Quote exactly the lines running from the line with "Locate every instance of the man's" to the end of the entries, including both, and nothing else.

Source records
********
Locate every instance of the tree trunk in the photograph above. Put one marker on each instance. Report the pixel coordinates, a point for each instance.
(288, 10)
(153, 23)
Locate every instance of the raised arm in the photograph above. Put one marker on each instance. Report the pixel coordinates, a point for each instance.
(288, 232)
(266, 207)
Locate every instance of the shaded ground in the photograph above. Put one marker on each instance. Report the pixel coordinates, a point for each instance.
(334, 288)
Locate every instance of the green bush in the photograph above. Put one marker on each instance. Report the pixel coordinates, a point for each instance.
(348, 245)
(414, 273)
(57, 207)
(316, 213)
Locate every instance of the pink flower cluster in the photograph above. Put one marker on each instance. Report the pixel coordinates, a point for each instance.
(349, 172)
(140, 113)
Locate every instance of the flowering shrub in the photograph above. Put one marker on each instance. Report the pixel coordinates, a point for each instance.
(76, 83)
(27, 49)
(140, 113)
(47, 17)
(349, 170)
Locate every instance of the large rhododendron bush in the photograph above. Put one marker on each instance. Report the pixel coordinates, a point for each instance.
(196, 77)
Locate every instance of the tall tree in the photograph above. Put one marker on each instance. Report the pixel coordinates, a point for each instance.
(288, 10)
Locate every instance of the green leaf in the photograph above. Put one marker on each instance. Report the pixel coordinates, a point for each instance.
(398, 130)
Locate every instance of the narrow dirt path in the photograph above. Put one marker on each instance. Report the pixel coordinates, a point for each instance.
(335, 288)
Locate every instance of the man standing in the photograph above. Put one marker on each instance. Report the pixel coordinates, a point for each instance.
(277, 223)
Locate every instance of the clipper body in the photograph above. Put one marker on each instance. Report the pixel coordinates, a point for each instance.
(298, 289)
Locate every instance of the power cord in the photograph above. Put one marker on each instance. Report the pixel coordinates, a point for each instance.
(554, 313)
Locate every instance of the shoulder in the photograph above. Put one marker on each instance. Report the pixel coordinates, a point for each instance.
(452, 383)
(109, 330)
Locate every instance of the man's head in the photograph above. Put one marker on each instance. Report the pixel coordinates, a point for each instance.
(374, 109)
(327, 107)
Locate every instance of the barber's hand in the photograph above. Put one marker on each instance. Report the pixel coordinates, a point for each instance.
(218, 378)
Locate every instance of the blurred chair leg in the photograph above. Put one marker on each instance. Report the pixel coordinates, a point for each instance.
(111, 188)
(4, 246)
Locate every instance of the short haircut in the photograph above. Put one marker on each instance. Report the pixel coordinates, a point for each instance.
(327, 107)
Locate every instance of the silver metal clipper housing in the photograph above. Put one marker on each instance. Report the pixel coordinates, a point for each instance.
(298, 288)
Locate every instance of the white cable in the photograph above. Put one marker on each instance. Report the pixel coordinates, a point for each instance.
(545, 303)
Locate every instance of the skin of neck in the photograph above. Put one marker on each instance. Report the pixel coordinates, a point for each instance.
********
RESULT OF THE EXERCISE >>
Locate every instance of the man's head in the photograph above. Put one marker on each instance. Report the pixel coordinates, a point for each instance.
(374, 109)
(327, 107)
Locate every instance of the barber's hand in the photograph above. Put one marker on each instance. Report the pixel coordinates, a point for each instance.
(218, 378)
Locate every instance of the blurred chair leg in the photograph above. Put one marker on each instance. Report the pixel coordinates, a point for each instance.
(111, 188)
(4, 246)
Locate every instance of the short haircut in the photograph above. Put one marker on each instance. Report the pixel coordinates, a point for each instance.
(327, 107)
Locate every instance of the silver metal clipper housing in the photograph above. Put one marker on each instance. Report the pixel coordinates, a point for each instance.
(298, 288)
Locate every instance of the white cable in the photograph above. Put one marker on each instance. Report the pixel coordinates, a point for each instance.
(545, 303)
Locate every instance of the skin of neck in the photograph above. Put one marker on each instance. Report the pixel coordinates, a point for each instance.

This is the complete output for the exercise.